Un grupo de feligreses de la religión Tinder & Co acepta desnudarse frente al grabador. ¿Qué los vuelca pese a sí mismos y todas las alarmas, incluso sabiéndose derrotados, a las huestes de los usuarios de apps de citas? ¿Es más fuerte el placer efímero que la expectativa trunca? ¿Por qué a pesar de los múltiples traspiés en la batalla por el emparejamiento no bajan los brazos?
Para Pablito S, la cúspide de su serie de citas —semanales durante varios años— llegó hace poco con el encuentro ante Augusto, a quien conoció en la aplicación OK Cupid. Cómo no impacientarse si incluso eran los dos de Virgo, compartían mañas, tomaban como naturales los mismos rituales tipo TOC... En la primera y única cita con Augusto en el Jardín Botánico de Buenos Aires hubo un error de percepción, otro más para la lista de malentendidos. Cuando lo sometió a un interrogatorio feroz, creyó que lo seducía demostrándole extremo interés, pero en verdad lo espantaba. Lo entretuvo durante dos horas a fuerza de una verborragia hilada por asociación libre ofrendándole el espectáculo de sí mismo y el otro escapó tras rechazarle un intento de beso bajo la pérgola que utilizan las parejas de enamorados. Pablito se fustigó durante días por eso que habría dicho de más (y que no sabe qué es) o por su mero estar en el mundo que no atrajo físicamente al candidato que reunía su perfecto physique du rôle.

Elementos para identificar ubicaciones
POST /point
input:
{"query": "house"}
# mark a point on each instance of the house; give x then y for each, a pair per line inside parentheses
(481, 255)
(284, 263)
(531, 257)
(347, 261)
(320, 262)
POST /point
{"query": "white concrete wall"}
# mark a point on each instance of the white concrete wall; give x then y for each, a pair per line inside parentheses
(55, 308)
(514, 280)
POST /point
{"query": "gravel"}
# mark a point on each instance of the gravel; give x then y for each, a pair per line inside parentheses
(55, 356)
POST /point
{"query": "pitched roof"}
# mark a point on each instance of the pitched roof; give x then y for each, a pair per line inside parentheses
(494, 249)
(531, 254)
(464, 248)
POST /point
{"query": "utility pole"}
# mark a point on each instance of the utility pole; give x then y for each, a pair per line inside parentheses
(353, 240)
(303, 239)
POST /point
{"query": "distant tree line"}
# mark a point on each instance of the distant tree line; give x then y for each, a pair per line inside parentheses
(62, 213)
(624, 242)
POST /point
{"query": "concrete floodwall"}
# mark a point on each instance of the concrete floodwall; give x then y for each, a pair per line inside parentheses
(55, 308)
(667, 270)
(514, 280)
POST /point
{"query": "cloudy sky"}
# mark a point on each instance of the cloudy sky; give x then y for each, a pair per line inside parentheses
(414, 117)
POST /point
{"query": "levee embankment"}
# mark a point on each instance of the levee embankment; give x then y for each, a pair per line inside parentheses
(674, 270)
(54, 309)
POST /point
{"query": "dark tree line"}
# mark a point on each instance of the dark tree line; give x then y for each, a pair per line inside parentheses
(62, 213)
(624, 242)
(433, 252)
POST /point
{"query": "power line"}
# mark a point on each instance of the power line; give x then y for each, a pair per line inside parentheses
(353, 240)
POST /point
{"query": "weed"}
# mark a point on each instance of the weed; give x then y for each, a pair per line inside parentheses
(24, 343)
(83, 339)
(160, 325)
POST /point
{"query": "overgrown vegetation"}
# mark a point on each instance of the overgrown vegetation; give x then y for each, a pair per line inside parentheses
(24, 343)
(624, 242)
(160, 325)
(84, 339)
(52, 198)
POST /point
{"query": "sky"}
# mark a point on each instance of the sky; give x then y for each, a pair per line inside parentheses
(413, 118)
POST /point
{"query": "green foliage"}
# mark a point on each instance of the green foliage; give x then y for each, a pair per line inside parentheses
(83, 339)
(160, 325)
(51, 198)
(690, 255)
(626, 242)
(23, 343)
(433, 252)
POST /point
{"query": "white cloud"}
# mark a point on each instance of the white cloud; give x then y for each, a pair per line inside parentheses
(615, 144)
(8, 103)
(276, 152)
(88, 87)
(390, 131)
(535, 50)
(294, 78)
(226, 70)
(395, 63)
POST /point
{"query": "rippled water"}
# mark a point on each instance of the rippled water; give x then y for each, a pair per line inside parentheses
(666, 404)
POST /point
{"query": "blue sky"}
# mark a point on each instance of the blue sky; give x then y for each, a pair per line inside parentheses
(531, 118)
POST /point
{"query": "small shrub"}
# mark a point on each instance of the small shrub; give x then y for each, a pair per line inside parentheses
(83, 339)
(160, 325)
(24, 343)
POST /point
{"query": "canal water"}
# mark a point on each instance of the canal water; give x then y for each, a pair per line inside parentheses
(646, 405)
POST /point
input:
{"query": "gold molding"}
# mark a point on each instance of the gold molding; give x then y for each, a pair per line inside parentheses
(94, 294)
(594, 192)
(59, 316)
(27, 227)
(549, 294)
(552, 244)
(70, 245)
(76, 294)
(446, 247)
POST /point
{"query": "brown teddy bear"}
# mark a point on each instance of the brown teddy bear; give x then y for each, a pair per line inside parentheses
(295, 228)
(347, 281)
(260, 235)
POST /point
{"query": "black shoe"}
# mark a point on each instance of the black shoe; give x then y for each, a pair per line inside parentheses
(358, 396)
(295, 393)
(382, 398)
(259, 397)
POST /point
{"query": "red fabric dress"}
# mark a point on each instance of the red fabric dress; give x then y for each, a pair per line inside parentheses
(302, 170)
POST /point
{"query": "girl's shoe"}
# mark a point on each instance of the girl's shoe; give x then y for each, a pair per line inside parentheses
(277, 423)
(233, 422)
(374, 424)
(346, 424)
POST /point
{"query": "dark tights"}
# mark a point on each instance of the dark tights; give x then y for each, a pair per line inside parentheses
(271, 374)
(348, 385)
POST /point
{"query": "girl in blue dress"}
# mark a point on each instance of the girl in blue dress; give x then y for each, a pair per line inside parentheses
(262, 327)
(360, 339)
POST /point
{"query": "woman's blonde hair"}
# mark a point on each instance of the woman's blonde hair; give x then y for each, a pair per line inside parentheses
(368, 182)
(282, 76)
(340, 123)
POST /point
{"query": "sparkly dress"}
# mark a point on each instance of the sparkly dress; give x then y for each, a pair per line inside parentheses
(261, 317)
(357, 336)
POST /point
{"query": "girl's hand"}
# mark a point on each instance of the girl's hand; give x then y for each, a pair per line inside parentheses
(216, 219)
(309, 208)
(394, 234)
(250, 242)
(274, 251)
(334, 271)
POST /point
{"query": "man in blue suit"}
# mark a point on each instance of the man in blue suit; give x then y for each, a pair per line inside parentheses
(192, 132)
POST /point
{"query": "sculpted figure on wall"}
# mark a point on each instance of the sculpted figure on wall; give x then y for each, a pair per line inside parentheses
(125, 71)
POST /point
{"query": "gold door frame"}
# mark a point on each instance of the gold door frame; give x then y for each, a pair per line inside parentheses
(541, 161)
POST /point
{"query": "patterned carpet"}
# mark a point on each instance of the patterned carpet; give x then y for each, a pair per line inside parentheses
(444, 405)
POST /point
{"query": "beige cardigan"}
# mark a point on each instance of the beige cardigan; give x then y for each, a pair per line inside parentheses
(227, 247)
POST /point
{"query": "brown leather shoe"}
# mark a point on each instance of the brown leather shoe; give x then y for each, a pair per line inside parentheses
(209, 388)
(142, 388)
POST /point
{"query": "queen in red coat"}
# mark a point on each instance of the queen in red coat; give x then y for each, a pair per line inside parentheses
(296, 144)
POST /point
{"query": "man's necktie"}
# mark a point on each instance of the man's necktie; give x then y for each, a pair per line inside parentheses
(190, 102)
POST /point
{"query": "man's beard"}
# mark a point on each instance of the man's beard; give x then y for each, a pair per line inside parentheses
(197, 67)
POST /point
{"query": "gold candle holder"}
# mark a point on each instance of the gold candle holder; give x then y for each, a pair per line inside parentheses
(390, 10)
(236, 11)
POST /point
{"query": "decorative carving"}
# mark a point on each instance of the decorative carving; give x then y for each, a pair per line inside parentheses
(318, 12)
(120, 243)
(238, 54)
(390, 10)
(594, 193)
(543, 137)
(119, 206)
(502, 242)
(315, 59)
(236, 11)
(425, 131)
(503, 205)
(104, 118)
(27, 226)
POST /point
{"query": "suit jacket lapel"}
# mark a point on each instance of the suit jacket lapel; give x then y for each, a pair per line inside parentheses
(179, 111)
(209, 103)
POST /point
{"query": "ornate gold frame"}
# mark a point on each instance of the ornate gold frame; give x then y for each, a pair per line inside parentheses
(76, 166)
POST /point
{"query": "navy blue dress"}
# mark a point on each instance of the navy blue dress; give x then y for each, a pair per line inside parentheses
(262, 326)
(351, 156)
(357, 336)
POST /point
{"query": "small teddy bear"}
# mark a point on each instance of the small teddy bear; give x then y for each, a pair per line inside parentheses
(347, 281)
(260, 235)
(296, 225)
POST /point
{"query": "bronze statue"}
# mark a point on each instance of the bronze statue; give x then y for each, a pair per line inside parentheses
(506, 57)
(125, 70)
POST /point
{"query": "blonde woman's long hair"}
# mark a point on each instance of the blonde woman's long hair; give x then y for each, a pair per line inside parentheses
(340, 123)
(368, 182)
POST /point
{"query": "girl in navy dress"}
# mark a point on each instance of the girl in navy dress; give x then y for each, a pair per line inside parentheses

§ **Tareas propuestas**:
1. Enumera las coincidencias entre Pablito S y Augusto que señala el texto sobre las apps de citas.
2. Según el texto sobre las apps de citas, ¿en qué aplicación conoció Pablito S a Augusto?
3. Prosigue el texto sobre las apps de citas a partir de su última oración.

§ **Respuestas por tarea**:
1.
- Los dos eran de Virgo.
- Compartían mañas.
- Tomaban como naturales los mismos rituales tipo TOC.

2. En OK Cupid.

3.
Dos noches después, Pablito —uno de los mejores de su generación en literatura inglesa y docencia de español a extranjeros—, sentado en un inodoro, le escribió a su Tinder boy: “Decime por qué no te gusté”. Augusto le respondió que no sintió atracción física.
Hacerse cita es para Pablito acudir con la inseguridad a flor de piel, sudando, con los poros abiertos a la mirada fisgona que se detiene en sus puntos negros de la nariz. Va a la cita en una plaza o una esquina cualquiera como a rendir examen. El otro es un juez que evalúa si lo que tiene ante sí amerita unos minutos más o se pasa al siguiente “crush” (“coincidencia”, “llama gemela”, “media naranja”, depende de la época y el hábitat), y siempre la decisión es del otro. Él: sujeto pasivo, y no precisamente en la cama.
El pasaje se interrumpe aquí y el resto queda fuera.